Required actions >>
1. Set down the passage of the infrastructure funding article that opens with the words containing "The NIIF, which" and closes with "to its website.", copying it word for word.
2. According to the infrastructure funding article, how much money does the NIIF manage across its three funds?
3. Extend the article on infrastructure funding by writing on from its last sentence.

The government is mulling a fund of funds to draw money from EPFO, PFRDA, LIC into infrastructure investments.

Workers talk on mobile phones at a road construction site in Bhopal District, Madhya Pradesh, India. (Photographer: Anindito Mukherjee/Bloomberg)
Workers talk on mobile phones at a road construction site in Bhopal District, Madhya Pradesh, India. (Photographer: Anindito Mukherjee/Bloomberg)

In a continued attempt to draw more funds towards infrastructure investments, the government is mulling a new structure to attract long-term money parked with institutions like the Employee Provident Fund Organisation, the Pension Fund Regulatory and Development Authority and Life Insurance Corp. of India.

According to three people familiar with the matter, the government is considering setting up a new "fund of funds" under the National Investment and Infrastructure Fund, which will be used to invest in operational projects. This fund of funds will look to tap into long-term funds held by EPFO, PFRDA, LIC and other public-sector entities, the first of the three people cited earlier said.

The NIIF, which will steer this new fund of funds, is currently in talks with these organisations to pitch the idea, the person cited earlier said. The discussions are at early stages, the two other people said.

Funding Infrastructure

Funding infrastructure has remained a challenge for India for decades. A spurt in bank funding after the global financial crisis led to a pile-up of bad loans and traditional lenders risk averse.

To bridge the funding gap, the government set up the National Infrastructure Investment Fund in 2015. The NIIF already has three funds under it—a master fund, a fund of funds focused on social infrastructure, and a strategic opportunities fund structured as private equity fund. Across these three funds, the NIIF manages $4.5 billion, according to its website.

The new fund of funds being considered is separate from these, said the second person cited earlier.

(Entries from a point annotation set)

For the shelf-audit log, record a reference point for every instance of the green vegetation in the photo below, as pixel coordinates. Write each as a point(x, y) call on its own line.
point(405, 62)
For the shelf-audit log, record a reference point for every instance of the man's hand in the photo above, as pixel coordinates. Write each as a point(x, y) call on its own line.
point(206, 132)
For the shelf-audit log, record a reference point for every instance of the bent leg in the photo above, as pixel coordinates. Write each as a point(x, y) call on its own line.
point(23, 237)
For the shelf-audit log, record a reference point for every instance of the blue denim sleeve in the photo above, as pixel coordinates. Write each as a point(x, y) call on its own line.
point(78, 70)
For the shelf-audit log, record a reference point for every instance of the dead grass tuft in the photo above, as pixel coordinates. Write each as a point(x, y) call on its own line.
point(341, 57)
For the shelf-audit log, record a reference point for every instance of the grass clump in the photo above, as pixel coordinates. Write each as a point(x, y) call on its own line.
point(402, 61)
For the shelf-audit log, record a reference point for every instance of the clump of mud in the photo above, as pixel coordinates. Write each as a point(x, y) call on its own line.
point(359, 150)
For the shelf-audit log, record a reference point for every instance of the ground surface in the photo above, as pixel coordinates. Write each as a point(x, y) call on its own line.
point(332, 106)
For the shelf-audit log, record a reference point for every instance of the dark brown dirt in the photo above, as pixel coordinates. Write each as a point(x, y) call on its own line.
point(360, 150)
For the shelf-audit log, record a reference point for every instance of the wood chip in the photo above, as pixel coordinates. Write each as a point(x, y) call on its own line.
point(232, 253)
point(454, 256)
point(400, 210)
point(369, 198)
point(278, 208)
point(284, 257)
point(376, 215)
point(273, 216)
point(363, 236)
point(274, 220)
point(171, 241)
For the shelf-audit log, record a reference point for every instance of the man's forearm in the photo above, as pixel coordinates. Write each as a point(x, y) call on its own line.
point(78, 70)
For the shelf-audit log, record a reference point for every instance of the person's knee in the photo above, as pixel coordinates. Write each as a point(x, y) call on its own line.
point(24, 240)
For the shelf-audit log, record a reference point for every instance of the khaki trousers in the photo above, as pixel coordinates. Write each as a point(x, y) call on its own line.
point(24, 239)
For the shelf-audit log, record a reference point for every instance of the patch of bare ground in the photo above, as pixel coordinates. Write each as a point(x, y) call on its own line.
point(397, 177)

Answers for the exercise >>
1.
The NIIF, which will steer this new fund of funds, is currently in talks with these organisations to pitch the idea, the person cited earlier said. The discussions are at early stages, the two other people said.

Funding Infrastructure

Funding infrastructure has remained a challenge for India for decades. A spurt in bank funding after the global financial crisis led to a pile-up of bad loans and traditional lenders risk averse.

To bridge the funding gap, the government set up the National Infrastructure Investment Fund in 2015. The NIIF already has three funds under it—a master fund, a fund of funds focused on social infrastructure, and a strategic opportunities fund structured as private equity fund. Across these three funds, the NIIF manages $4.5 billion, according to its website.

2. $4.5 billion

3.
The government is trying to convince domestic insurance and pension companies to put money in infrastructure projects as funds are required but government budgets are constrained, the first person said. These monies can be invested in operational projects, particularly listed infrastructure investment trusts or InvITs, said this person, adding that if may also help improve returns for these organisations.

Not everyone agrees.

In the last 10 years, one of the largest sources of bad debt has been the infrastructure sector and many of these risks were beyond the capacity of any private entity to manage, said Suneet K Maheshwari, managing partner at Udvik Infrastructure Advisors. Many of these emerged due to judicial decisions or multi-layered government approval processes, he said.

Should our retirement money be invested in projects where risk is high? Insurance and pension/provident funds comprise hard earned savings of the working class and should be invested wisely in safer investments. Mandating them to invest in infrastructure sector with its current risks could potentially risk these savings of people and create a political backlash.
Suneet K Maheshwari, Managing Partner at Udvik Infrastructure Advisors

Within Investment Mandates

To be sure, organisations such as the EPFO, PFRDA and LIC all have strict investment mandates with a large share of funds collected directed towards safe investments such as government securities.

As such, any investments into infrastructure would be limited.

The second person cited earlier, an official at PFRDA, said it must be examined how the investments meet their safety criteria. Each organisation has to take its own call, this person said, adding a "small part" can be invested in the funds of funds. A decision on the quantum will be taken at a later stage.

The third person cited earlier, an official at the EPFO, also said the proposal is at an early stage. EPFO will likely invest a small amount of Rs 100-200 crore initially from their corpus to help finance infrastructure projects, the third person said. This investment from EPFO will be within the existing investment guidelines of the provident fund body, the person added.

The PFRDA has close to Rs 6 lakh crore in assets under management, while EPFO has a corpus of over Rs 12 lakh crore.

According to Maheshwari, if policymakers wish for more monies to flow into infrastructure, they should focus on de-risking the infrastructure sector for an equity or a debt investor. "Given our multi-party democracy and a three-layered governance structure (union, state and local), along with the ability of the courts to intervene, achieving this de-risking will be complex and also take time," he said.